- Directive -
Write out exactly the lines running from the one that contains "dresser drawer in the image above." through the end of the material.

- Data shown -

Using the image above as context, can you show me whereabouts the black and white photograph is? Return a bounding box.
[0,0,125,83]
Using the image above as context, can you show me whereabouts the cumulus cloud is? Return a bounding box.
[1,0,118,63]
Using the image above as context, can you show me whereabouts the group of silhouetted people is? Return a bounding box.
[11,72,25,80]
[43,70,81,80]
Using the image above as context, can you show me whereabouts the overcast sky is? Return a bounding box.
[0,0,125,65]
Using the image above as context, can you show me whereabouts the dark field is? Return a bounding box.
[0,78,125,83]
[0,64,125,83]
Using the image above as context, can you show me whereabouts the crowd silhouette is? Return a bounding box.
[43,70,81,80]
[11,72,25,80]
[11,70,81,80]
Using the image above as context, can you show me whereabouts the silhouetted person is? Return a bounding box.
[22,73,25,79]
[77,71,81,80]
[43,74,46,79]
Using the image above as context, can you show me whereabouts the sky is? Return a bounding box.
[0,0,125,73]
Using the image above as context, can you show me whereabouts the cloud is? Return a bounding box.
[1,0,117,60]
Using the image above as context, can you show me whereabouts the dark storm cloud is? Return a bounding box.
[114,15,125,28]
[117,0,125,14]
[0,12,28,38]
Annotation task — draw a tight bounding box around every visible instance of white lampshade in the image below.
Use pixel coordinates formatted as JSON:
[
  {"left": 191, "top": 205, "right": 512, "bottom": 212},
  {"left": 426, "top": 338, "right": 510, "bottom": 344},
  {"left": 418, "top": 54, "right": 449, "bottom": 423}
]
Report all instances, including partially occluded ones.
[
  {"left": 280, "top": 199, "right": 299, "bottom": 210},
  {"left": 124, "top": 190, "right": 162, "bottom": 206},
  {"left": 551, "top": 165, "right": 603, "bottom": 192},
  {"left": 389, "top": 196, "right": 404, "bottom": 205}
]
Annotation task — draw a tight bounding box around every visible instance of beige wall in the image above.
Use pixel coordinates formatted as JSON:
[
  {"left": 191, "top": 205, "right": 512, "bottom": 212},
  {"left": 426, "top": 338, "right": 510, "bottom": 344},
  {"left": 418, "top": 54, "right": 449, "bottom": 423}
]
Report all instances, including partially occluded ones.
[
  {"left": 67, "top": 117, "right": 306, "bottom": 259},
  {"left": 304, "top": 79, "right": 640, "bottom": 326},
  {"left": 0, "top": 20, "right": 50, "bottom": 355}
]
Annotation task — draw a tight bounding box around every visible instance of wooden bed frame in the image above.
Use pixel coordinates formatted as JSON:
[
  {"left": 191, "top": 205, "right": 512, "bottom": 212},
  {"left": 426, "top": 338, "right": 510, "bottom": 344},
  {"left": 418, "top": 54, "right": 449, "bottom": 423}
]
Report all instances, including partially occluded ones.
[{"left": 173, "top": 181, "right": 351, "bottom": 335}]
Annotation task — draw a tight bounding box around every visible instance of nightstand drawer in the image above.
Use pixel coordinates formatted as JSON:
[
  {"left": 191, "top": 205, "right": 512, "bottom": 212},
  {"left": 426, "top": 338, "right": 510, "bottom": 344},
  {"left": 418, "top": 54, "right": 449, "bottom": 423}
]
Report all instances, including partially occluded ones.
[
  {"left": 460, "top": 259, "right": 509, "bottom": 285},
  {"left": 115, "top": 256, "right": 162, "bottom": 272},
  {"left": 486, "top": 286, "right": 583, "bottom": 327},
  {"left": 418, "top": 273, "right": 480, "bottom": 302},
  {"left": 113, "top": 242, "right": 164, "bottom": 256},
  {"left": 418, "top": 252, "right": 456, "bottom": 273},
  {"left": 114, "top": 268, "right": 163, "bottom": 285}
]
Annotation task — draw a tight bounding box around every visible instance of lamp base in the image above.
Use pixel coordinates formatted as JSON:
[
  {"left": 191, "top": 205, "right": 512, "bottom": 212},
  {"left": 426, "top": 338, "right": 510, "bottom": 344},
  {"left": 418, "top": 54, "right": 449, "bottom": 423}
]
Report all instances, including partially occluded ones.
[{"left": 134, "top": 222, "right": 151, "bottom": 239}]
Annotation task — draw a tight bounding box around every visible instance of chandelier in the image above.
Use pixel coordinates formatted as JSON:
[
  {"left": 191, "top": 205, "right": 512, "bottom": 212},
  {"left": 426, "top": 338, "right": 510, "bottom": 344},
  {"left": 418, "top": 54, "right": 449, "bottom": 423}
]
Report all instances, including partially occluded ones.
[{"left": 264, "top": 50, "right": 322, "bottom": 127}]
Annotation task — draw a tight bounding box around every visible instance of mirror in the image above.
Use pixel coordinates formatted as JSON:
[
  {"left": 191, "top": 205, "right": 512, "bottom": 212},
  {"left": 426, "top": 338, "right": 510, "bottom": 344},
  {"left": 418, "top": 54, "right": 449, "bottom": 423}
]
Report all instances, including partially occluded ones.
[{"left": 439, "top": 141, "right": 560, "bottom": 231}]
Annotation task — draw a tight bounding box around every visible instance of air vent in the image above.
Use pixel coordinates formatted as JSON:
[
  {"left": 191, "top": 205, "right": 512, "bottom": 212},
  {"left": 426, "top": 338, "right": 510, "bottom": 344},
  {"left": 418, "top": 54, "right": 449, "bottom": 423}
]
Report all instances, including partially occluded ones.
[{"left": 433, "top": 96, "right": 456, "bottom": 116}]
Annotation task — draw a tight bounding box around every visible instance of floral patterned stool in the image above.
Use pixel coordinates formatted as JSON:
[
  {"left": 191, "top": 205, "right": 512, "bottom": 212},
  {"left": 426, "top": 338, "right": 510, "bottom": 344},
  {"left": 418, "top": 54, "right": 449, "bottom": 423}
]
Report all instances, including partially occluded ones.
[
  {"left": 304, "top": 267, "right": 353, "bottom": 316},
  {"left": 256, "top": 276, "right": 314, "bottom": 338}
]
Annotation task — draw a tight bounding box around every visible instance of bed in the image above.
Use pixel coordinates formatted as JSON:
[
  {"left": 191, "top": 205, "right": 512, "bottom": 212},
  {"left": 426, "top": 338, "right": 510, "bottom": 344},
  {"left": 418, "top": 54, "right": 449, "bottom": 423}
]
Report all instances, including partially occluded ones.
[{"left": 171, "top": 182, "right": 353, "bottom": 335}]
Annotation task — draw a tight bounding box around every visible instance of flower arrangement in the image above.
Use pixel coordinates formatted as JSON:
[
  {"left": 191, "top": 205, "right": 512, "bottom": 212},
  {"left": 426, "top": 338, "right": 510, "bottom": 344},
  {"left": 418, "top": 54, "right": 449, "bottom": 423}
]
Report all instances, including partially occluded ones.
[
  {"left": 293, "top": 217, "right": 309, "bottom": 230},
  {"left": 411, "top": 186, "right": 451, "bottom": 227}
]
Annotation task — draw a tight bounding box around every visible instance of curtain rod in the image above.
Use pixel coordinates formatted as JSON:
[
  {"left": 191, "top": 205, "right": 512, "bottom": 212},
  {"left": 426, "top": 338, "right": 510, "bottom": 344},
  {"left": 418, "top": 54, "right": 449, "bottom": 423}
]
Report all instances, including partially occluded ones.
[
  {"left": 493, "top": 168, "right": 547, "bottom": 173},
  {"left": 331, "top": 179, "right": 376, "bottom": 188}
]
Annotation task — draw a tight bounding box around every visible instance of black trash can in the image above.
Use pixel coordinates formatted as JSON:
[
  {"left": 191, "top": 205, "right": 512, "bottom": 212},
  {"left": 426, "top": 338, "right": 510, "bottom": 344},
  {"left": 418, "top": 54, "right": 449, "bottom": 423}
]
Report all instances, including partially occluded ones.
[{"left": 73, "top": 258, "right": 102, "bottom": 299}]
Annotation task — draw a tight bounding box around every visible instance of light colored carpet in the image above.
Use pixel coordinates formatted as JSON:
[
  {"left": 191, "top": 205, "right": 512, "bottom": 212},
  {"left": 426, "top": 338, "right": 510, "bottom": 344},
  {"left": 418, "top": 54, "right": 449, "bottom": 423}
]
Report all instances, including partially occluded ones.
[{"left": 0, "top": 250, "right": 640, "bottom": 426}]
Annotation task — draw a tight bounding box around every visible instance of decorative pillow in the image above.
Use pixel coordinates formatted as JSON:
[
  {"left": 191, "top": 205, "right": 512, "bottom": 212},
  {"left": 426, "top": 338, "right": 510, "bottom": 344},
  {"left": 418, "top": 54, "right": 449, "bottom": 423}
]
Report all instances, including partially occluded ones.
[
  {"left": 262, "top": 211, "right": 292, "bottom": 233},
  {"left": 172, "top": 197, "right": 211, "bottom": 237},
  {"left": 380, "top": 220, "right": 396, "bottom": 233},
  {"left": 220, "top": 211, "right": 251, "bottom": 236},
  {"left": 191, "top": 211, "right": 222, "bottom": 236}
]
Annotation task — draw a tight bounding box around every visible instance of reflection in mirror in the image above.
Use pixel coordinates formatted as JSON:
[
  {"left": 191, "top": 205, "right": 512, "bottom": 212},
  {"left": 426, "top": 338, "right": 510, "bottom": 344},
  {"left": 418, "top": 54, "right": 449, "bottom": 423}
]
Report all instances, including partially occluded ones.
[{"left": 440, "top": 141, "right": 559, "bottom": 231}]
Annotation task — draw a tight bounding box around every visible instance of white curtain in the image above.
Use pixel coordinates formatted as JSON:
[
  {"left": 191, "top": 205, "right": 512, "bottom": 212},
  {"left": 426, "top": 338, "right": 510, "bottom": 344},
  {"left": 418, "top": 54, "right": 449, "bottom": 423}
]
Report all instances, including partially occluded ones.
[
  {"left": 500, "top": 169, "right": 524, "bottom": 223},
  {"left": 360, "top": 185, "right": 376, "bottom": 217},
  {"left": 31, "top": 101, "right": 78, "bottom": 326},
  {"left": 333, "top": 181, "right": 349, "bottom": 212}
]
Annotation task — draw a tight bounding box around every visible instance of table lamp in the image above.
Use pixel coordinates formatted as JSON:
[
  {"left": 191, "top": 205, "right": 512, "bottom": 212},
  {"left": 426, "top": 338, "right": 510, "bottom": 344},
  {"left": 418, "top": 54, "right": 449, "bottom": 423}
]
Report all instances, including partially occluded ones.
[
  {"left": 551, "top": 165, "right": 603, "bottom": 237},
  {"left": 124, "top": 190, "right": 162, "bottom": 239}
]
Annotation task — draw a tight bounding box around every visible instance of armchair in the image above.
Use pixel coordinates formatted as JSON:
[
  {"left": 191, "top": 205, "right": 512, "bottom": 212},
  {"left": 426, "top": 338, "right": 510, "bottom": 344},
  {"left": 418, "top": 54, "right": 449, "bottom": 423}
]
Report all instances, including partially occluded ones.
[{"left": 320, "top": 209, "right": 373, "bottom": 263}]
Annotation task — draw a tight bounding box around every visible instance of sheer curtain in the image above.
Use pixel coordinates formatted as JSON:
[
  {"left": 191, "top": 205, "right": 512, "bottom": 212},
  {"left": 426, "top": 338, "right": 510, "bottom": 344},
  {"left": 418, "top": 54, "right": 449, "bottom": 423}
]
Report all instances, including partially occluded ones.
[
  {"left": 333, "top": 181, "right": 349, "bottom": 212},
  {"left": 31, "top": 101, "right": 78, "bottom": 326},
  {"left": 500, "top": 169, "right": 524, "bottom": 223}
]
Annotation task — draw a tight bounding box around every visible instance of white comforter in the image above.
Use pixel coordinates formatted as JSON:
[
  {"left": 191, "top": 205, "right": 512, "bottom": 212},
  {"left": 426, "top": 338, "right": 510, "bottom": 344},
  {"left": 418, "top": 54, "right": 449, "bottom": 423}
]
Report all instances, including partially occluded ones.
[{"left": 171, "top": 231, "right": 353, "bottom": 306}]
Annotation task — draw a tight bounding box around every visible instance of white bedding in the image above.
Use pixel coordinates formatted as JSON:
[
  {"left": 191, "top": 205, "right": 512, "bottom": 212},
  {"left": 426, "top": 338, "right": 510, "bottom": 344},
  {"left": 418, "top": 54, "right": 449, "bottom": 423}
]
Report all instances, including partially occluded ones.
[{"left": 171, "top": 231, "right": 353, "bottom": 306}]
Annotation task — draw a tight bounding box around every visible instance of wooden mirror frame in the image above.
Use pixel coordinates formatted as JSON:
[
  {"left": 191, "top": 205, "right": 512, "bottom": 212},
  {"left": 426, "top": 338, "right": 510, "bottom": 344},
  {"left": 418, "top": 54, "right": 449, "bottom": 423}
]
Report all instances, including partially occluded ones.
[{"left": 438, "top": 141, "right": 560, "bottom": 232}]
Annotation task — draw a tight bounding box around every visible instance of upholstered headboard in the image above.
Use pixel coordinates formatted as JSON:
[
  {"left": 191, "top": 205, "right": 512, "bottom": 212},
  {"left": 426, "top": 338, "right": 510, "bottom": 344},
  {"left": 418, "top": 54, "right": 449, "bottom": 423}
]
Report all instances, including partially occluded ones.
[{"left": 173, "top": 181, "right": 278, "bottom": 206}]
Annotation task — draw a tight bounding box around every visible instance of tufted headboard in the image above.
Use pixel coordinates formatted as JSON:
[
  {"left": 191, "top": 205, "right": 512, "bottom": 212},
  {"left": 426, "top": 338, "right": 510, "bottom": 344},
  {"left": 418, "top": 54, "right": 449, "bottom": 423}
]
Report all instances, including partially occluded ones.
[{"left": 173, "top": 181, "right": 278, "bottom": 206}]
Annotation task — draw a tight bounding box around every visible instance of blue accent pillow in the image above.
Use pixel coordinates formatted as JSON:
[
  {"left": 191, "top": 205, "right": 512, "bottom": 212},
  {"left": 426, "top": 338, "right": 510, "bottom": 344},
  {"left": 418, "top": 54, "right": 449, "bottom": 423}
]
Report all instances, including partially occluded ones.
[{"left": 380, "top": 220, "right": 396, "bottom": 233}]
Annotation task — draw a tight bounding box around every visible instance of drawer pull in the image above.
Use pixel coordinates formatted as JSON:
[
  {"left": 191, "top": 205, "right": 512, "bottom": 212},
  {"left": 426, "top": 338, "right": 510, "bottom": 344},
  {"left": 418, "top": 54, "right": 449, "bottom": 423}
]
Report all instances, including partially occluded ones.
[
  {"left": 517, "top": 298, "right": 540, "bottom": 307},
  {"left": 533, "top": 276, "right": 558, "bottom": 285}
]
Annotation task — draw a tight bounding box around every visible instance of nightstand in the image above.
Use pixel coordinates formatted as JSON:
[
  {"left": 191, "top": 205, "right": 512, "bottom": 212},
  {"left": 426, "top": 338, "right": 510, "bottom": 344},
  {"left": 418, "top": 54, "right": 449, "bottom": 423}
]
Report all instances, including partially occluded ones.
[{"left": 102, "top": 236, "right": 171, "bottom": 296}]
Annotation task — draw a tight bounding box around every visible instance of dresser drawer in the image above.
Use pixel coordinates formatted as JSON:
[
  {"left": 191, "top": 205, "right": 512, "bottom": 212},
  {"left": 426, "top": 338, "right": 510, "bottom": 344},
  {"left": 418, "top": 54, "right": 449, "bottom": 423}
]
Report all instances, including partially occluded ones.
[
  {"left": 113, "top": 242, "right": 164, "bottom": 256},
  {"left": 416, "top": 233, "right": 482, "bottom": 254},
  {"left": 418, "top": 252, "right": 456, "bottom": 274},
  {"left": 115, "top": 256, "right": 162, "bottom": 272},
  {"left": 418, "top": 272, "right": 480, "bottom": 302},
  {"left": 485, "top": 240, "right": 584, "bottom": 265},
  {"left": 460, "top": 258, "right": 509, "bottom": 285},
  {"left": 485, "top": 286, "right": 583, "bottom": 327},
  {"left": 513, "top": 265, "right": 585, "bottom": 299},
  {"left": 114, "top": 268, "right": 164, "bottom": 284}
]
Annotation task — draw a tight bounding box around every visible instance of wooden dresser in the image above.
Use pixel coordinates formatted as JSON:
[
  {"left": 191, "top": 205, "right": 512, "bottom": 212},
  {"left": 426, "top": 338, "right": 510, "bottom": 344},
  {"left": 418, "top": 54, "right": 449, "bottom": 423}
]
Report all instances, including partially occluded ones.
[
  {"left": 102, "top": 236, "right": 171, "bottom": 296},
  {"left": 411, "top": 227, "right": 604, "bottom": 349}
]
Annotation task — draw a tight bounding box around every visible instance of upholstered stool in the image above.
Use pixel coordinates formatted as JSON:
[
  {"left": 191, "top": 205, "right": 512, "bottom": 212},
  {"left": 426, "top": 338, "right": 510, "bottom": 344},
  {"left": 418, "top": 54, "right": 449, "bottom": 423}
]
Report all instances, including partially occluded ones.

- Full output -
Annotation task — draw a tight bounding box around every visible instance of dresser drawer in the image above.
Use pixel coordinates formatted as JSON:
[
  {"left": 191, "top": 205, "right": 512, "bottom": 212},
  {"left": 426, "top": 338, "right": 510, "bottom": 344},
  {"left": 418, "top": 54, "right": 449, "bottom": 423}
]
Report all instances, including partially occluded ones.
[
  {"left": 113, "top": 242, "right": 164, "bottom": 256},
  {"left": 416, "top": 233, "right": 482, "bottom": 254},
  {"left": 418, "top": 252, "right": 456, "bottom": 274},
  {"left": 115, "top": 256, "right": 162, "bottom": 272},
  {"left": 418, "top": 272, "right": 480, "bottom": 302},
  {"left": 485, "top": 240, "right": 584, "bottom": 265},
  {"left": 460, "top": 258, "right": 509, "bottom": 285},
  {"left": 485, "top": 286, "right": 583, "bottom": 327},
  {"left": 513, "top": 265, "right": 585, "bottom": 299},
  {"left": 114, "top": 268, "right": 164, "bottom": 284}
]
Annotation task — draw a tight bounding box around every visible instance of wooden dresser in the image above.
Use pixel coordinates formatted as JSON:
[
  {"left": 191, "top": 205, "right": 512, "bottom": 212},
  {"left": 426, "top": 338, "right": 510, "bottom": 344},
  {"left": 418, "top": 54, "right": 449, "bottom": 423}
]
Report all instances, including partially occluded ones.
[
  {"left": 102, "top": 236, "right": 171, "bottom": 296},
  {"left": 411, "top": 227, "right": 604, "bottom": 349}
]
Annotation task — draw a tight bounding box around every visible instance of upholstered stool in the image above.
Use pixel coordinates formatted as JSON:
[
  {"left": 191, "top": 205, "right": 512, "bottom": 212},
  {"left": 426, "top": 338, "right": 510, "bottom": 344},
  {"left": 418, "top": 54, "right": 449, "bottom": 423}
]
Report all instances, including partially occluded ones.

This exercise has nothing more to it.